[Extracted data entries]

——————————

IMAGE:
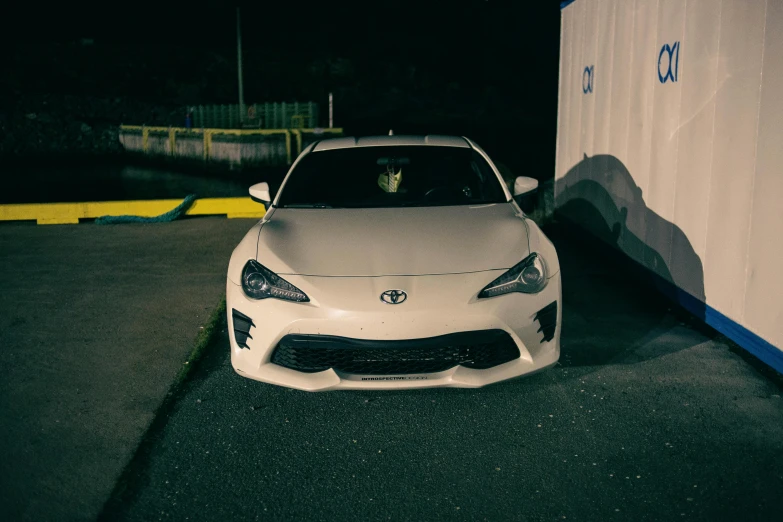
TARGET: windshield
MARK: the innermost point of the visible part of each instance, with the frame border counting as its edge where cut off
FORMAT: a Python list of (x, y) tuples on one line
[(394, 176)]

——————————

Rewrite the entries above as a numbered list, omitting any blank lines. Leave the pictures out of your list.

1. IMAGE:
2. TARGET: windshield
3. MARK: the innermost point of the visible part of each instance, with the frame border counting as its edge where cut off
4. FORMAT: a Python list of (x, y) tuples on one line
5. [(394, 176)]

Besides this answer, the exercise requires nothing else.